* **PROBLEM DETAILS**
Rewrite the lines below as a numbered list, skipping any blank lines.

* **RECORDS FOR PROCESSING**
+++
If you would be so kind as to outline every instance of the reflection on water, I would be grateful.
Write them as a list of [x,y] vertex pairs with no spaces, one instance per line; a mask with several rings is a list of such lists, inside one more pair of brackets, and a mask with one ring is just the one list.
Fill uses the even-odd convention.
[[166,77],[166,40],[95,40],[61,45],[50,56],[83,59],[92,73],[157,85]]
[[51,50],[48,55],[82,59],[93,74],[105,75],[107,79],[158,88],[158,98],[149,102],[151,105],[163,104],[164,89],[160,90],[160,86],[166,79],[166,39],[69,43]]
+++
* **EXPECTED ANSWER**
1. If you would be so kind as to outline every instance of the reflection on water, I would be grateful.
2. Write them as a list of [x,y] vertex pairs with no spaces, one instance per line; a mask with several rings is a list of such lists, inside one more pair of brackets, and a mask with one ring is just the one list.
3. Fill uses the even-odd convention.
4. [[166,77],[166,40],[95,40],[61,45],[50,56],[83,59],[92,73],[157,85]]
5. [[51,50],[48,55],[82,59],[93,74],[105,75],[107,79],[158,88],[158,98],[149,102],[151,105],[163,104],[164,89],[160,90],[160,86],[166,79],[166,39],[69,43]]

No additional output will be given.